**Problems to solve**:
#1 In the breadmaking tips, how long is usually enough to knead the dough?
#2 Summarize the breadmaking tips in two sentences.
#3 Repeat the part of the breadmaking tips starting at "Don't be afraid" and ending at "and not sticky.".

— start Given passage —

Don't be afraid to experiment. You can experiment by adding grains, seeds and other flours to your mix. Start by substituting half the flour called for in your recipe and adding it to the wheat flour.
Use time saving devices if you need to. I use a food processor to mix the dough initially and I find this saves me an enormous amount of time. The bread dough also requires a little less kneading.
Don't skimp on kneading. Ten minutes is usually long enough to knead the dough. You'll know when it's ready when you press your thumb into the dough and the indent made with your thumb disappears readily. Another way to test it is break off a small piece of dough and gently stretch it - it should stretch and not break. Well kneaded dough should feel smooth and elastic to touch, and not sticky.
How to knead bread dough. Tip dough onto a lightly floured surface. Fold the dough toward yourself and then push down onto the dough, away from yourself with the heel of your hand. Give the dough a quarter turn and continue in this manner until it's sufficiently kneaded.
Buy or borrow some really good breadmaking books. They'll contain many recipes and lots of tips for how to improve your breadmaking methods including how to incorporate other ingredients and how to obtain softer crusts or crustier bread. Many will also contain specialty international breads, croissants, bagels and other yeast cooking. I've borrowed a number of good breadmaking books from my local library.

— end Given passage —
— start Record list —

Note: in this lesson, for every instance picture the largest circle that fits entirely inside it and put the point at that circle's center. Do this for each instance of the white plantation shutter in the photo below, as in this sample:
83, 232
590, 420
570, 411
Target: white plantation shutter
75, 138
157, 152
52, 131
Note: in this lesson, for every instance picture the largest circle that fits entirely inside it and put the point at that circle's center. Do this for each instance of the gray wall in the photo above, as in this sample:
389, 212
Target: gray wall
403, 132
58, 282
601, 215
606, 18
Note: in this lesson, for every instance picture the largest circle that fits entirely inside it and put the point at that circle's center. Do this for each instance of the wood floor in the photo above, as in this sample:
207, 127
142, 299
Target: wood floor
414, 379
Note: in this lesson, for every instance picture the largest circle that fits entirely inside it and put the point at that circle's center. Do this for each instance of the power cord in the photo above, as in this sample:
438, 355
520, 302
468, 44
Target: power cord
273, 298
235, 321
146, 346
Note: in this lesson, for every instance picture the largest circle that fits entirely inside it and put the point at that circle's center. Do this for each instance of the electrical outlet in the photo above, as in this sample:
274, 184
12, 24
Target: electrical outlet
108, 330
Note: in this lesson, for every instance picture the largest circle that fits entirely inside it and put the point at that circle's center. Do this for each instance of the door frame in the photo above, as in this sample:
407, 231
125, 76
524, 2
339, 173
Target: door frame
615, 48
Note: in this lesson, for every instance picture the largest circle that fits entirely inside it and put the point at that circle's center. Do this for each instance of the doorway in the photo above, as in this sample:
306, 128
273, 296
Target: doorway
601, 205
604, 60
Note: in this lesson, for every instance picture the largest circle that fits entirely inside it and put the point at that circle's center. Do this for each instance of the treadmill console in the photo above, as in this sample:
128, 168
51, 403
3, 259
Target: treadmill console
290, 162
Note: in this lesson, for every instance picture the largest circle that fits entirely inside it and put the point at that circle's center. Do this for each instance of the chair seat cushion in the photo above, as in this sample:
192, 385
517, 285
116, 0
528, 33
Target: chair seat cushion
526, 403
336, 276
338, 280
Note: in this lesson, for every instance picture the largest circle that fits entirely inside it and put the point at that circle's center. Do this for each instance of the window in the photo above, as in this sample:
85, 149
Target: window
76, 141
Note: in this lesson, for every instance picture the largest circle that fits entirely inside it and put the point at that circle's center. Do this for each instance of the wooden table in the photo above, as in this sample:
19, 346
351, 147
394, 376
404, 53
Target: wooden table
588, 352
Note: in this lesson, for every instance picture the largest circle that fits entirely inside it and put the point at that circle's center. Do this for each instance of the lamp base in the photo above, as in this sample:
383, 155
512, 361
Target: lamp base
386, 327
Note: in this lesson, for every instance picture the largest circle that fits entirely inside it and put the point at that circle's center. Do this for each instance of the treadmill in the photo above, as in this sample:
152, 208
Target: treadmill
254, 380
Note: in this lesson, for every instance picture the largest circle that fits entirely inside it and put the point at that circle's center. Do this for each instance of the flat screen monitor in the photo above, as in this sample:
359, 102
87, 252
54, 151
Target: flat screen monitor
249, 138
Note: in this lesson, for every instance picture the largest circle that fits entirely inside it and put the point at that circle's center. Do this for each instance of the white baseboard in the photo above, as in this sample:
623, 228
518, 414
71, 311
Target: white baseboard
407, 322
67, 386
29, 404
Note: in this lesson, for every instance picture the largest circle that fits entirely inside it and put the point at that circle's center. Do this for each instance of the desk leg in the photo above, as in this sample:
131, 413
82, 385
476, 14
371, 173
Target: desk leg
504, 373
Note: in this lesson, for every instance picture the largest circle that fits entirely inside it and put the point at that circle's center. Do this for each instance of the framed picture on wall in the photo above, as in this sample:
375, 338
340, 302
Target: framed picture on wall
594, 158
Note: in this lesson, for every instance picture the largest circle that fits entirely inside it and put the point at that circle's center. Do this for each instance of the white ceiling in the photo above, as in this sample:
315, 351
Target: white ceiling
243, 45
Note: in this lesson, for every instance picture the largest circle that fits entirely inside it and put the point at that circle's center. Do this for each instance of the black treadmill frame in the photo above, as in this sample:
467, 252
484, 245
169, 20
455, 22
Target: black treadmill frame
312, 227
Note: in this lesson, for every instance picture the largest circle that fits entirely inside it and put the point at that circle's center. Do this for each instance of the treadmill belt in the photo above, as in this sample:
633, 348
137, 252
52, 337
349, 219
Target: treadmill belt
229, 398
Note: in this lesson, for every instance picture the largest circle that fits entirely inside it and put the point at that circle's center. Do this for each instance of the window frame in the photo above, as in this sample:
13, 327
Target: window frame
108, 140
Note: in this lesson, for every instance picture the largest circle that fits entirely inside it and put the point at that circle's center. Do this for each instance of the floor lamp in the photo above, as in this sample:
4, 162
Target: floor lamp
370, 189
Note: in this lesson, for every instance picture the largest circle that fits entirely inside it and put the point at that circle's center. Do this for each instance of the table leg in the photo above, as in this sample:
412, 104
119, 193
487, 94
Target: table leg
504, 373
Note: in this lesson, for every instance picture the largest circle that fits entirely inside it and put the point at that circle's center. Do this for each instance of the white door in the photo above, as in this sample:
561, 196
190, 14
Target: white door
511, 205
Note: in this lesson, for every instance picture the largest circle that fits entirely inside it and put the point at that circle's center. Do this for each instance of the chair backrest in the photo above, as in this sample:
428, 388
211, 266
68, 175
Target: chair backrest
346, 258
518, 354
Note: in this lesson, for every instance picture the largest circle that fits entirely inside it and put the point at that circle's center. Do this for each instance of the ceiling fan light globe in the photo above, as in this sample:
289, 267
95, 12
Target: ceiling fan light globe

— end Record list —

**In response**:
#1 Ten minutes is usually long enough.

#2 The tips encourage experimenting with grains, seeds and other flours, using devices such as a food processor to save time, and kneading the dough thoroughly until it is smooth, elastic and not sticky. They also explain how to knead by folding, pushing and turning the dough, and they recommend good breadmaking books for recipes and methods.

#3
Don't be afraid to experiment. You can experiment by adding grains, seeds and other flours to your mix. Start by substituting half the flour called for in your recipe and adding it to the wheat flour.
Use time saving devices if you need to. I use a food processor to mix the dough initially and I find this saves me an enormous amount of time. The bread dough also requires a little less kneading.
Don't skimp on kneading. Ten minutes is usually long enough to knead the dough. You'll know when it's ready when you press your thumb into the dough and the indent made with your thumb disappears readily. Another way to test it is break off a small piece of dough and gently stretch it - it should stretch and not break. Well kneaded dough should feel smooth and elastic to touch, and not sticky.